## How to complete this task
Begin at the line containing "[locate] white sack" in the entries below and end at the line containing "[locate] child's hand"; transcribe that range exactly and nothing outside it.

START Entries supplied

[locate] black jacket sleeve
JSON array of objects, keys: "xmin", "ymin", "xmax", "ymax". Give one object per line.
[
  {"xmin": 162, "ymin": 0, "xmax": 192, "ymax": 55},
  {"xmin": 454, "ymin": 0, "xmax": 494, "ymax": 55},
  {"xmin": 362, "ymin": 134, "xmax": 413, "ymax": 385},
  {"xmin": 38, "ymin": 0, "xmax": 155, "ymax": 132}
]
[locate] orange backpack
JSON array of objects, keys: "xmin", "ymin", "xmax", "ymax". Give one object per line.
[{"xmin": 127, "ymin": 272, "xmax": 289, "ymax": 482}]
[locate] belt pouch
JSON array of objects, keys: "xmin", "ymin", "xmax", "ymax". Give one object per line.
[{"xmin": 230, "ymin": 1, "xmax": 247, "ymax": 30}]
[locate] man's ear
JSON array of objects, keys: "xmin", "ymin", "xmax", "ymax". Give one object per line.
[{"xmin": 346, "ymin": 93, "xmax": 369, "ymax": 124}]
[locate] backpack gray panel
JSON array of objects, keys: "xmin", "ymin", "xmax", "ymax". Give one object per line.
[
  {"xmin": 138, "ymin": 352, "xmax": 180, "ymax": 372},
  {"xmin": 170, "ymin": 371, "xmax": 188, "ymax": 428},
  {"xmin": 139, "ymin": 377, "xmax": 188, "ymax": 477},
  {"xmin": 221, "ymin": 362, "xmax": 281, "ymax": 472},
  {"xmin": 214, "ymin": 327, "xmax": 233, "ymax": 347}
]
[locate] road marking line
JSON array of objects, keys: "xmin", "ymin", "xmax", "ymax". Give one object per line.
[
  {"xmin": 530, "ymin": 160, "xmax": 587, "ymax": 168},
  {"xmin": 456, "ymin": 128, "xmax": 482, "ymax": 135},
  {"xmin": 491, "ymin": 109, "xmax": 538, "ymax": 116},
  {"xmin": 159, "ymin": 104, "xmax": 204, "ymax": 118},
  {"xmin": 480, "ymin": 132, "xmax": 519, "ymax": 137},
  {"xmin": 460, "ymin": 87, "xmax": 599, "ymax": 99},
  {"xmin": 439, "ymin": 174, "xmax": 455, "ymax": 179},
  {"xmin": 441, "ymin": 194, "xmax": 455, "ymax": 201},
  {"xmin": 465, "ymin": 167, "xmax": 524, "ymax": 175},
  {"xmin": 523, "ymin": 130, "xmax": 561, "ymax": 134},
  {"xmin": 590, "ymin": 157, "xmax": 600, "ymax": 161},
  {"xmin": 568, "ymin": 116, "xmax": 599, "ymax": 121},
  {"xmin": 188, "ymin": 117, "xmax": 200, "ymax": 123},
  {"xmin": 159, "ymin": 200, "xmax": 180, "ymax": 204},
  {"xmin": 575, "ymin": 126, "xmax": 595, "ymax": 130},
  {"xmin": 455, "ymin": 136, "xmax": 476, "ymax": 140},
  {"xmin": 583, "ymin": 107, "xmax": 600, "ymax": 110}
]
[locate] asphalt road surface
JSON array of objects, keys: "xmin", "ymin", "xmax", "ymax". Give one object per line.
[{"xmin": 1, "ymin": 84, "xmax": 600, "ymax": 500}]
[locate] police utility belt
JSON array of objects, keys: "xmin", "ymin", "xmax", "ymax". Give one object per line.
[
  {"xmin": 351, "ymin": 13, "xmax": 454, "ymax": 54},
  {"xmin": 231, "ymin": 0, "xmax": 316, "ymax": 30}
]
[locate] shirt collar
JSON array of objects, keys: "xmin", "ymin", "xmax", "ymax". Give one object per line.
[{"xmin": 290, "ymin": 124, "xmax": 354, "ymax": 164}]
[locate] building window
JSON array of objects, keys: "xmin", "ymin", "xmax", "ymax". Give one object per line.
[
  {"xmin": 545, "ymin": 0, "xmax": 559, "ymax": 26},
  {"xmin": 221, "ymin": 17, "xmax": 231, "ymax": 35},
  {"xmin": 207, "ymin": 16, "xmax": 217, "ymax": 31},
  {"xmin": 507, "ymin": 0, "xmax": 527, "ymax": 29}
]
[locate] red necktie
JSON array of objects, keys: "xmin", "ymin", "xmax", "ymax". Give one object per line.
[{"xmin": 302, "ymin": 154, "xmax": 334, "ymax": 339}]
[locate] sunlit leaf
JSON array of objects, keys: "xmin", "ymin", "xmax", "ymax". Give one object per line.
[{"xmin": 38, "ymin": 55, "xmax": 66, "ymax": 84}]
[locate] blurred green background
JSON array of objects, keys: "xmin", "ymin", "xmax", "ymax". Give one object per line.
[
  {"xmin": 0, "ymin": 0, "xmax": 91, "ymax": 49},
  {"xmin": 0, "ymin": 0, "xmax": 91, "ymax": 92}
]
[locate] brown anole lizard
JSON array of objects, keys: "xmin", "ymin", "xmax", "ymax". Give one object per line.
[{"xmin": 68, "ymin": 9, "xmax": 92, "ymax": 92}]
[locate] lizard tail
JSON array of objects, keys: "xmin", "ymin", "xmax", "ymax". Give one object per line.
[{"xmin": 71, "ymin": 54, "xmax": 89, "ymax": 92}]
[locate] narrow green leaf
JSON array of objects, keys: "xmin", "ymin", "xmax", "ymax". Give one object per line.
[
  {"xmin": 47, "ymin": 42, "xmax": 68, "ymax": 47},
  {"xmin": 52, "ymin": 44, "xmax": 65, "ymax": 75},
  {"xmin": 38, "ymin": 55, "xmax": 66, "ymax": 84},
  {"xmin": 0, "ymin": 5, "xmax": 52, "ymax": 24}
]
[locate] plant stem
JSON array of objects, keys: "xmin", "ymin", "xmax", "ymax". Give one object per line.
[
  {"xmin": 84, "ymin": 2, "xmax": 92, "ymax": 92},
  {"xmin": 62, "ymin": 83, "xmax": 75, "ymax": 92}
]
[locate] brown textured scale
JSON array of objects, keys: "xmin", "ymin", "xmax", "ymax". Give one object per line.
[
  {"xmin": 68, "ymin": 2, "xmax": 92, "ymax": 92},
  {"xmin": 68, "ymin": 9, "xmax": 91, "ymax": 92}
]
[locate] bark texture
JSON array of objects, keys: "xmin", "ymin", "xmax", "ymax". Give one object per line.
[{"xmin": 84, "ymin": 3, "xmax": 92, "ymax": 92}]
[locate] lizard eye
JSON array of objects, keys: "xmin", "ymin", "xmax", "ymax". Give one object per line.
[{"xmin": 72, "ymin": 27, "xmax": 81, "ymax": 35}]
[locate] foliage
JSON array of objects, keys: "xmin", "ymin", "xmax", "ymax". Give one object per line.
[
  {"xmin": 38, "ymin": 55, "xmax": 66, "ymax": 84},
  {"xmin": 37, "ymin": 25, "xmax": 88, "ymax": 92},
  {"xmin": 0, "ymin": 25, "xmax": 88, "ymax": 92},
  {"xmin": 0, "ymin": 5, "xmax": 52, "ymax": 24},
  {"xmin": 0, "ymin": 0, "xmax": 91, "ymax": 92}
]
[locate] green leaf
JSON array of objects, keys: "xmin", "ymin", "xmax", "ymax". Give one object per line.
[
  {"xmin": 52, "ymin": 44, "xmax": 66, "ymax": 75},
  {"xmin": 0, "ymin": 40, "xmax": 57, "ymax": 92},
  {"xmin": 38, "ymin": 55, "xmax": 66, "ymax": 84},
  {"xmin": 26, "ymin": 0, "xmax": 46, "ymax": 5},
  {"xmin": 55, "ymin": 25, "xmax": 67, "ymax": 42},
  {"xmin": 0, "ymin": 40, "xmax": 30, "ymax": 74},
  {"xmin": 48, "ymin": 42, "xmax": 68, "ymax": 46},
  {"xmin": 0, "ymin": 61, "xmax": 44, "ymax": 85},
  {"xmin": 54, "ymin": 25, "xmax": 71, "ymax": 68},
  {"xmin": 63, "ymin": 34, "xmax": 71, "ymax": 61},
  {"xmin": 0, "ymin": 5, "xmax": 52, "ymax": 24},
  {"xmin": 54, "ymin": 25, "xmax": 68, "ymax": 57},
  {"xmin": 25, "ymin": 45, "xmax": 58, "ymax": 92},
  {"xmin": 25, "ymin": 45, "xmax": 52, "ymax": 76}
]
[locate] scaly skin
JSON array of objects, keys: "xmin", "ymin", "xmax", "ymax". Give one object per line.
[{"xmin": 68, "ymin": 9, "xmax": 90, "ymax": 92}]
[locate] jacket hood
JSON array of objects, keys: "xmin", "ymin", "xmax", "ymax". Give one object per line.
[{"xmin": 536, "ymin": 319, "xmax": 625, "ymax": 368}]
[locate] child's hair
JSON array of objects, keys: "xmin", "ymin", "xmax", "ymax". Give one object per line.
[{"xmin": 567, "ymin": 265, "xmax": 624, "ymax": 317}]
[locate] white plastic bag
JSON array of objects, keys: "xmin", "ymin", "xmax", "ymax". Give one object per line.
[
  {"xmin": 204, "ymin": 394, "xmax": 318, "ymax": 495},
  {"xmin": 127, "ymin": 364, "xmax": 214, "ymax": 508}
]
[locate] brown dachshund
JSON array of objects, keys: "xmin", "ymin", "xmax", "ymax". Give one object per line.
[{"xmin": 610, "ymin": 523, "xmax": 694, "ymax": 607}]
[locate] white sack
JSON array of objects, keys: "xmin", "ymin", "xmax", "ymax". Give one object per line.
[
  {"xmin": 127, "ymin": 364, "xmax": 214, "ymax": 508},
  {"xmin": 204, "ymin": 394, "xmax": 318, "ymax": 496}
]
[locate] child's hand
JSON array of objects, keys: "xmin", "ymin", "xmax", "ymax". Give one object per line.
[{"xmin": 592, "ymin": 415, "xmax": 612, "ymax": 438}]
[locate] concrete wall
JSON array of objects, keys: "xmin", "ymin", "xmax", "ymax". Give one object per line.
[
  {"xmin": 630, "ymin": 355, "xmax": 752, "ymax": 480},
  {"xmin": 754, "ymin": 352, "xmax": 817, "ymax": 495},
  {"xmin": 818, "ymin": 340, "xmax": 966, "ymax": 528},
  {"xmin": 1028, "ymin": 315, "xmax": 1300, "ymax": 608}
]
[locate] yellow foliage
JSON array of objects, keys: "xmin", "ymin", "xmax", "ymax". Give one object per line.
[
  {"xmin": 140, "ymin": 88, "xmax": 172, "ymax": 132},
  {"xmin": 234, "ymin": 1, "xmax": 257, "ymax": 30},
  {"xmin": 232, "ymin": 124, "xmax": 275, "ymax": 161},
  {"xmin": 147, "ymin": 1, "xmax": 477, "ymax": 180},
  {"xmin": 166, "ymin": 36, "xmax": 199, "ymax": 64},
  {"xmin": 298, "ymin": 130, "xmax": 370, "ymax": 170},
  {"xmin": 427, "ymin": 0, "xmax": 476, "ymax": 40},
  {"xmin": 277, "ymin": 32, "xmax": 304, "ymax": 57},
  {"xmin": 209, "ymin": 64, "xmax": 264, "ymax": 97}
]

END Entries supplied

## Written response
[locate] white sack
JSON array of objects, keys: "xmin", "ymin", "xmax", "ymax". Give one object per line.
[
  {"xmin": 127, "ymin": 364, "xmax": 214, "ymax": 508},
  {"xmin": 204, "ymin": 394, "xmax": 318, "ymax": 496}
]
[locate] child's hand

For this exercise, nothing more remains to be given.